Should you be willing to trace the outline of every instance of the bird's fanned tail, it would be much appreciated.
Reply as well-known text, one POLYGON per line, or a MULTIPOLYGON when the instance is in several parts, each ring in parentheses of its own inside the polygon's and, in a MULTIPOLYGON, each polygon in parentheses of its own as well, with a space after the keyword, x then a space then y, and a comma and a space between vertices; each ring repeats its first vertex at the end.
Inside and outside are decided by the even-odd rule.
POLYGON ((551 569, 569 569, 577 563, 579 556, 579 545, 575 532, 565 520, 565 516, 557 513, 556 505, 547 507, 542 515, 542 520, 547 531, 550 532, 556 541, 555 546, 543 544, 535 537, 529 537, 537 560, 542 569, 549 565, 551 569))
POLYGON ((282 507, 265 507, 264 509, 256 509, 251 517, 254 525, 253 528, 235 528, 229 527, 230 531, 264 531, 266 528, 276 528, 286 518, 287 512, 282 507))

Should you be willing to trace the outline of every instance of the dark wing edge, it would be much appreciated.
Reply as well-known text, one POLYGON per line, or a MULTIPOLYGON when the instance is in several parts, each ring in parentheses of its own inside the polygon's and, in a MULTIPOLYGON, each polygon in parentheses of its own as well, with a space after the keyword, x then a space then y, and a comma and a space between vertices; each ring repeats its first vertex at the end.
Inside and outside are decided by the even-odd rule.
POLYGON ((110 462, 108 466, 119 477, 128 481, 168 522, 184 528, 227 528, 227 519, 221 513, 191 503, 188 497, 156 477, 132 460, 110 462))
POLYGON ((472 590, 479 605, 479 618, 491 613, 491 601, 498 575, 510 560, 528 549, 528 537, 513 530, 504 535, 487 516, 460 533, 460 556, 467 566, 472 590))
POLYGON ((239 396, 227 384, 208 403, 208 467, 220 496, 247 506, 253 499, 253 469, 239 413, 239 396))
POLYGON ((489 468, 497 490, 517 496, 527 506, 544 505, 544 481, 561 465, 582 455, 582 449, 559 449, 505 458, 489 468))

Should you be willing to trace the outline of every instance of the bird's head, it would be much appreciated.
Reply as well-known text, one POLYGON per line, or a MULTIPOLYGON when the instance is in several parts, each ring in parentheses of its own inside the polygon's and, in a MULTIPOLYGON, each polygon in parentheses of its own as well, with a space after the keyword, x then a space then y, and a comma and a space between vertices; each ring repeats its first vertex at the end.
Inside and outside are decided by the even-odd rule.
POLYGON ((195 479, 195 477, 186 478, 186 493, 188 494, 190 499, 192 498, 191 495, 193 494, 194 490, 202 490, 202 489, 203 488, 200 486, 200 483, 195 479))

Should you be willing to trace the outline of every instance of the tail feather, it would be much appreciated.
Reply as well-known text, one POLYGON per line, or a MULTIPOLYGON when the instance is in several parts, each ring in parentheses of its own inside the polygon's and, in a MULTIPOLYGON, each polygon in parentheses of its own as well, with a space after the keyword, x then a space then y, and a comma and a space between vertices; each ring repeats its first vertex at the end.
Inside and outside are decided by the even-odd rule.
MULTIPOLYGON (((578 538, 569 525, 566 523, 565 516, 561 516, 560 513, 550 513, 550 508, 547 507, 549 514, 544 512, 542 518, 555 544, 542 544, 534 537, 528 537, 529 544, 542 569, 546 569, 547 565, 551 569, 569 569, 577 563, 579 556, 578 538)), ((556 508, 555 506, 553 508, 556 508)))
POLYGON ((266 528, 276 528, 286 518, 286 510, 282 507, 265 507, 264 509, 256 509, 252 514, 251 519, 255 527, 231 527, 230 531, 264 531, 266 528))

---

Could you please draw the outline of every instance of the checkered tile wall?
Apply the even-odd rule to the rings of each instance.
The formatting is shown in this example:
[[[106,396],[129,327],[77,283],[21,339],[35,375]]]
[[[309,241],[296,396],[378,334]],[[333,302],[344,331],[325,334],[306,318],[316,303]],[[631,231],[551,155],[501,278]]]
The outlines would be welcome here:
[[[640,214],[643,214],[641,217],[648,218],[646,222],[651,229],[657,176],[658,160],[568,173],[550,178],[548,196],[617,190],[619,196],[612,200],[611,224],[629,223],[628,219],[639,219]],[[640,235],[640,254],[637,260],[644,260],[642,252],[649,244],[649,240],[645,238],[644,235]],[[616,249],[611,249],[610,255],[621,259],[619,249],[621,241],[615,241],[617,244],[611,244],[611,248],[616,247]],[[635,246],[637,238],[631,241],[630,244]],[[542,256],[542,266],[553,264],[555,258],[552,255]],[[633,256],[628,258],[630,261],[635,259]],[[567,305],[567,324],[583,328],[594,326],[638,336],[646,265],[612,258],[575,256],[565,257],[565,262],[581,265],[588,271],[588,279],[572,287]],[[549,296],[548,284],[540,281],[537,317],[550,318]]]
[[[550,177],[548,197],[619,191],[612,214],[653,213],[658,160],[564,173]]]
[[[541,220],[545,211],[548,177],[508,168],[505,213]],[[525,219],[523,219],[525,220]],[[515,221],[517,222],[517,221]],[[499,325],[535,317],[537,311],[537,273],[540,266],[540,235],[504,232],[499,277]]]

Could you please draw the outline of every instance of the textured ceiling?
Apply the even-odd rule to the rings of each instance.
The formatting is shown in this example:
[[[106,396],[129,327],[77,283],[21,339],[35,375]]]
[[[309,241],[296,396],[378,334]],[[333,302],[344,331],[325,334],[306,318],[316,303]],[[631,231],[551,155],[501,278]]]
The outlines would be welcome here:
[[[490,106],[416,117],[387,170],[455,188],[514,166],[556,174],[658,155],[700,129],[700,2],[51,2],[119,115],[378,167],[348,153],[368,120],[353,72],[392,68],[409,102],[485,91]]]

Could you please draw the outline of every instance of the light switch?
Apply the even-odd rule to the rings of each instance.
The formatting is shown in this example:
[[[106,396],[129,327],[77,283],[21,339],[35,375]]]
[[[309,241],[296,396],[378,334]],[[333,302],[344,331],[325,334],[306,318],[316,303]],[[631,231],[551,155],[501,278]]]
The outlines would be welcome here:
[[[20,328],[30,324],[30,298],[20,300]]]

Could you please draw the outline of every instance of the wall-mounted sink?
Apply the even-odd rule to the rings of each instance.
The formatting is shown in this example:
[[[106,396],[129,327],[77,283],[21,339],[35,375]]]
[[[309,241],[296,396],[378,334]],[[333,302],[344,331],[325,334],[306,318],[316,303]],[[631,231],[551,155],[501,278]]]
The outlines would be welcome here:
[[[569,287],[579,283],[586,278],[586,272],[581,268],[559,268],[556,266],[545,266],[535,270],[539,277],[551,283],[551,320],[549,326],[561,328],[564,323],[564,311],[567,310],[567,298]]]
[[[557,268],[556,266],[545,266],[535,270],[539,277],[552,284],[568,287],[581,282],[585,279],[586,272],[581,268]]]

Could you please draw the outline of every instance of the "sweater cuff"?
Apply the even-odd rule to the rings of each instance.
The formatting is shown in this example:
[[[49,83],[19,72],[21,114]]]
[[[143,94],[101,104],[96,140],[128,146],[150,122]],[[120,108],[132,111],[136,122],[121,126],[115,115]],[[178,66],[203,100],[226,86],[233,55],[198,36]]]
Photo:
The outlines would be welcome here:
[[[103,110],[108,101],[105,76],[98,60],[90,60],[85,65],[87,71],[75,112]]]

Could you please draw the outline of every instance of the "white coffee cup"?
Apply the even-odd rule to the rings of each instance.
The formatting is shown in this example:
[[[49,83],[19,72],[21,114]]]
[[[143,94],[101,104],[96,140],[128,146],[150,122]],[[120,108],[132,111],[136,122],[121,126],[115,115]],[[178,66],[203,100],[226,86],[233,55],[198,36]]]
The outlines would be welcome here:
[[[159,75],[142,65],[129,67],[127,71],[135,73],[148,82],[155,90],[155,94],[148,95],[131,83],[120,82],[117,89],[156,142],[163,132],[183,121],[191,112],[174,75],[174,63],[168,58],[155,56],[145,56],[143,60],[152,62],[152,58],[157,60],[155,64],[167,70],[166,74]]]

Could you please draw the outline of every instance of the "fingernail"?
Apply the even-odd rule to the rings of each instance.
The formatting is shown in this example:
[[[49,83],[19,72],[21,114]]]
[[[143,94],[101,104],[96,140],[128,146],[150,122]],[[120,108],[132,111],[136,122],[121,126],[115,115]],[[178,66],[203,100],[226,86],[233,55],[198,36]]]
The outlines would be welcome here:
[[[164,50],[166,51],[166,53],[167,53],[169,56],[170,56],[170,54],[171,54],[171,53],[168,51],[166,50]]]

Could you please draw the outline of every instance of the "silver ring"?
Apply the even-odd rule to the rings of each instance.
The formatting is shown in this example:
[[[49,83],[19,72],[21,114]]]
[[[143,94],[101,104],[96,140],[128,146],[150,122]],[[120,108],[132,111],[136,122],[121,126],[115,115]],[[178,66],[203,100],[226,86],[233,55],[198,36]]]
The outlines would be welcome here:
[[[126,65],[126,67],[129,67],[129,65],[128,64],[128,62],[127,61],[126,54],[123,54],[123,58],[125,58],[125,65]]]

** Directions for this task **
Please gather every line of the material above that contains the word "Should", treating uppercase and lowercase as different.

** Written reply **
Should you be willing to trace the outline of every instance of the bird's fanned tail, it would be much appreciated.
Should you be willing to trace the outline of every instance of the dark wing edge, it would be much appreciated.
Should you be willing to trace the outline of every instance of the bird's head, it would be much appreciated.
Should you be willing to trace the outline of every instance of the tail feather, it would be much appreciated.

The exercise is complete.